# [Article]

Archive

Posts Tagged ‘multivariate analysis’

Plot color symbols upon s.class {ade4} outputs

24 August 2012 1 comment

I am used to perform mutlivariate analyses using the R package ade4 by D. Chessel et al. The package features some wonderful graphical functions like s.class or s.label. Unfortunately, these functions not always allow using different colors or pch values when plotting the scatter diagrams with representation of point classes.
The present post deals with that point and will provide some code allowing to get graphical outputs looking like the one below:

A scatter diagram with classes and different symbols & colors

The functions s.label {ade4} does not allow plotting different symbols for the classes and for that reason I have modified the function and transformed it into s.label.bis. It is:

s.label.bis <- function (dfxy, xax = 1, yax = 2, label = row.names(dfxy), clabel = 1,
    pch = 20, cpoint = if (clabel == 0) 1 else 0, boxes = TRUE,
    neig = NULL, cneig = 2, xlim = NULL, ylim = NULL, grid = TRUE,
    addaxes = TRUE, cgrid = 1, include.origin = TRUE, origin = c(0,
        0), sub = "", csub = 1.25, possub = "bottomleft", pixmap = NULL,
    contour = NULL, area = NULL, add.plot = FALSE, col="black", bg=NULL,cex=par("cex"))
{
    dfxy <- data.frame(dfxy)
    opar <- par(mar = par("mar"))
    on.exit(par(opar))
    par(mar = c(0.1, 0.1, 0.1, 0.1))
    coo <- scatterutil.base(dfxy = dfxy, xax = xax, yax = yax,
        xlim = xlim, ylim = ylim, grid = grid, addaxes = addaxes,
        cgrid = cgrid, include.origin = include.origin, origin = origin,
        sub = sub, csub = csub, possub = possub, pixmap = pixmap,
        contour = contour, area = area, add.plot = add.plot)
    if (!is.null(neig)) {
        if (is.null(class(neig)))
            neig <- NULL
        if (class(neig) != "neig")
            neig <- NULL
        deg <- attr(neig, "degrees")
        if ((length(deg)) != (length(coo$x)))
            neig <- NULL
    }
    if (!is.null(neig)) {
        fun <- function(x, coo) {
            segments(coo$x[x[1]], coo$y[x[1]], coo$x[x[2]], coo$y[x[2]],
                lwd = par("lwd") * cneig)

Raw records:
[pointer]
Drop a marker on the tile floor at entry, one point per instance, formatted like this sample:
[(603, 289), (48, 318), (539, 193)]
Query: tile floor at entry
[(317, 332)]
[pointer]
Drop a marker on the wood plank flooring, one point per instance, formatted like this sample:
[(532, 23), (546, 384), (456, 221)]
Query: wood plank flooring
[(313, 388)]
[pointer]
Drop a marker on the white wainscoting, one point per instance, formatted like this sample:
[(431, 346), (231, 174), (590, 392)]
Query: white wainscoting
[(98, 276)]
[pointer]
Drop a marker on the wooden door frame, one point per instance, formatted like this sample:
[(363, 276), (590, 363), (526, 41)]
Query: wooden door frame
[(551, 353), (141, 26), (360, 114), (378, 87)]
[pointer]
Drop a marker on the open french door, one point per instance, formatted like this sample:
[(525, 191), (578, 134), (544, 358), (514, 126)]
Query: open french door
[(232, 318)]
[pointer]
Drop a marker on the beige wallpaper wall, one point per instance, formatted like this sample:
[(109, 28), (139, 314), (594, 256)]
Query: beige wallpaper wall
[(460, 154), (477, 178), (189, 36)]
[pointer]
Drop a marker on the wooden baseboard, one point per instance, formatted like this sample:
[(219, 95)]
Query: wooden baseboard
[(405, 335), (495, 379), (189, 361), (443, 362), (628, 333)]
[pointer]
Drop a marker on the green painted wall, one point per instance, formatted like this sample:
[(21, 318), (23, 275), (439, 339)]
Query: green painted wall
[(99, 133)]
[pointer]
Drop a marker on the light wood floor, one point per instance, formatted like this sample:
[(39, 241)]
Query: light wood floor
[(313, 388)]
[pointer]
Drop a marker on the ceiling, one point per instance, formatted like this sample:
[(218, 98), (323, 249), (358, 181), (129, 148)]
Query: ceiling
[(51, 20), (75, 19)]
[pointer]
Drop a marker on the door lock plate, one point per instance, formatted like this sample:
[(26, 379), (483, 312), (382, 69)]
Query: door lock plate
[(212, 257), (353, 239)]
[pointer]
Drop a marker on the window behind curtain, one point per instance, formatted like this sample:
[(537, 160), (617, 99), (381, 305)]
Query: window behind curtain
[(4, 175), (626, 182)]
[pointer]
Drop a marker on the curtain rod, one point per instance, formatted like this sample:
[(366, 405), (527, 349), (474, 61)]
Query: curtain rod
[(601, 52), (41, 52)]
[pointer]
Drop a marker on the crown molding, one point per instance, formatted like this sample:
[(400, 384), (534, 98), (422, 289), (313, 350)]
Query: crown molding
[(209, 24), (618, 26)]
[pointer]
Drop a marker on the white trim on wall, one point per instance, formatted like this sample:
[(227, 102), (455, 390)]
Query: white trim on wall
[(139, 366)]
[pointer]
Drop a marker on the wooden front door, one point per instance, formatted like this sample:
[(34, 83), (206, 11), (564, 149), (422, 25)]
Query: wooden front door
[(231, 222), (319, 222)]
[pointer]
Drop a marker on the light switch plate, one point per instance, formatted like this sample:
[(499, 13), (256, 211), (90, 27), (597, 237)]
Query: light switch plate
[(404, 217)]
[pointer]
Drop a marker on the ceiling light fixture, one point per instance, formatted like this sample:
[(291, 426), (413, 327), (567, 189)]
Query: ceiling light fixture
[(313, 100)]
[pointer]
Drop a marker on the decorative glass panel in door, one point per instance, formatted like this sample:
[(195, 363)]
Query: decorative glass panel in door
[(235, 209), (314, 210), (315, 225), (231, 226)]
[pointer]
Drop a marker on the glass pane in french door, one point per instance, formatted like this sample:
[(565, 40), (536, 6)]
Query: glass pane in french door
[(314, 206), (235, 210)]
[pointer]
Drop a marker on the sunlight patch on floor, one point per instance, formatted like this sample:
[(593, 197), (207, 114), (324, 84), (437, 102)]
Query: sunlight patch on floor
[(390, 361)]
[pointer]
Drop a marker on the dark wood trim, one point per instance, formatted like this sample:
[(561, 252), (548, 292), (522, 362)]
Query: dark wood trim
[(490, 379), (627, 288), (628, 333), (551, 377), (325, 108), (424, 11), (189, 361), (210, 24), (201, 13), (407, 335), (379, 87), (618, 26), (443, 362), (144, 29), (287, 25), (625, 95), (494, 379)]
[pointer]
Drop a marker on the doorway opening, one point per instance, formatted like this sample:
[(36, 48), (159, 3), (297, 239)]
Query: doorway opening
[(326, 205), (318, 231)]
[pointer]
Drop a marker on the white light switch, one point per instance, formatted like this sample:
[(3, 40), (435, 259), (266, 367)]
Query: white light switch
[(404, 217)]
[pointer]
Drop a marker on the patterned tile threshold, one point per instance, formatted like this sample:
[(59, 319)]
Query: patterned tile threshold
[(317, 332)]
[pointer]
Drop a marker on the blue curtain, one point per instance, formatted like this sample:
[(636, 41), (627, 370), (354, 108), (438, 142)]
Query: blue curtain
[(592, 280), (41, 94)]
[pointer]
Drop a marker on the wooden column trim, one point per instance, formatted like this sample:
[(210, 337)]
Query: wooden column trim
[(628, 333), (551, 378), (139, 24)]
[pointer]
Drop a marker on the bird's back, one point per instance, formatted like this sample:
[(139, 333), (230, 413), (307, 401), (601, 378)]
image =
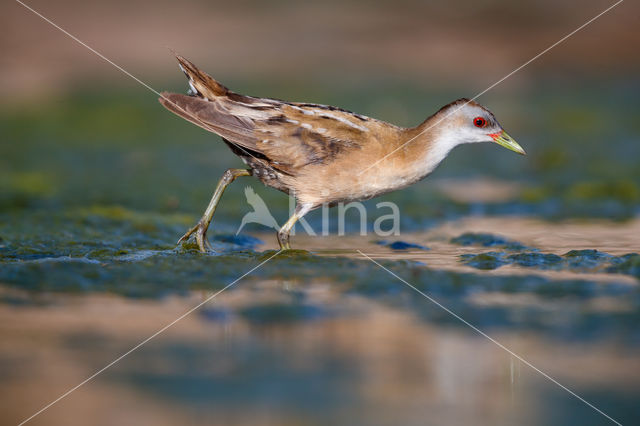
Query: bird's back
[(290, 146)]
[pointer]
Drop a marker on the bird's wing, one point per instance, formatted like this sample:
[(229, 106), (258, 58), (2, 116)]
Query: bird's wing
[(290, 135)]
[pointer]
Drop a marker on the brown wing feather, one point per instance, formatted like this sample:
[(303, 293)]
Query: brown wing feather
[(289, 135)]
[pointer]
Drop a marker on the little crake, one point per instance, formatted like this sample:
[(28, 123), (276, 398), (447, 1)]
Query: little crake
[(319, 153)]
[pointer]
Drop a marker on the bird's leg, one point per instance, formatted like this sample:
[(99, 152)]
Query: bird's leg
[(283, 233), (201, 227)]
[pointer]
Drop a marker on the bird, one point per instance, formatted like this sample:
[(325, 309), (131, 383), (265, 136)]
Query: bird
[(321, 154), (260, 213)]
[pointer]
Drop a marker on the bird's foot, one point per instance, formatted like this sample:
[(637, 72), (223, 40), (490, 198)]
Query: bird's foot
[(200, 229)]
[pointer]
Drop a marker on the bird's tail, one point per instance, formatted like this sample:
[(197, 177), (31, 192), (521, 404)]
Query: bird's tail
[(201, 83)]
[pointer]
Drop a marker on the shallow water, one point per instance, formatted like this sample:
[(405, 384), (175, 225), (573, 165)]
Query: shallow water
[(323, 336), (541, 253)]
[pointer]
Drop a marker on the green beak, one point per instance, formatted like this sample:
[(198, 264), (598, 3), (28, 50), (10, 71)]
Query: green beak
[(502, 138)]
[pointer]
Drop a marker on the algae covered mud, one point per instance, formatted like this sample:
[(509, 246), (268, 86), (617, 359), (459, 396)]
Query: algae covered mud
[(541, 253)]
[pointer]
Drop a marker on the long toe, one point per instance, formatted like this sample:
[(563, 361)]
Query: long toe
[(201, 238), (186, 236)]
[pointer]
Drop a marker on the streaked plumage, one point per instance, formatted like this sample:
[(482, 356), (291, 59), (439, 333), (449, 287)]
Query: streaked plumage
[(319, 153)]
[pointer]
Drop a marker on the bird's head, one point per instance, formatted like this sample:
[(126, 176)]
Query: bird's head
[(465, 121)]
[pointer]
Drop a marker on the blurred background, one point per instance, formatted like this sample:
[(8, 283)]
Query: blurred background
[(97, 182)]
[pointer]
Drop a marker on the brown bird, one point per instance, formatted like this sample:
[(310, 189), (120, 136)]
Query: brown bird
[(319, 153)]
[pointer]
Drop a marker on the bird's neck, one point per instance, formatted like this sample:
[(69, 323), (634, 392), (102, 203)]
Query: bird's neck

# [What this task involves]
Retype the part of the ade4 plotting post that opens with the words containing "s.label.bis <- function" and closes with "0.1, 0.1, 0.1))". These data come from a different source than the ade4 plotting post.

# [Output below]
s.label.bis <- function (dfxy, xax = 1, yax = 2, label = row.names(dfxy), clabel = 1,
    pch = 20, cpoint = if (clabel == 0) 1 else 0, boxes = TRUE,
    neig = NULL, cneig = 2, xlim = NULL, ylim = NULL, grid = TRUE,
    addaxes = TRUE, cgrid = 1, include.origin = TRUE, origin = c(0,
        0), sub = "", csub = 1.25, possub = "bottomleft", pixmap = NULL,
    contour = NULL, area = NULL, add.plot = FALSE, col="black", bg=NULL,cex=par("cex"))
{
    dfxy <- data.frame(dfxy)
    opar <- par(mar = par("mar"))
    on.exit(par(opar))
    par(mar = c(0.1, 0.1, 0.1, 0.1))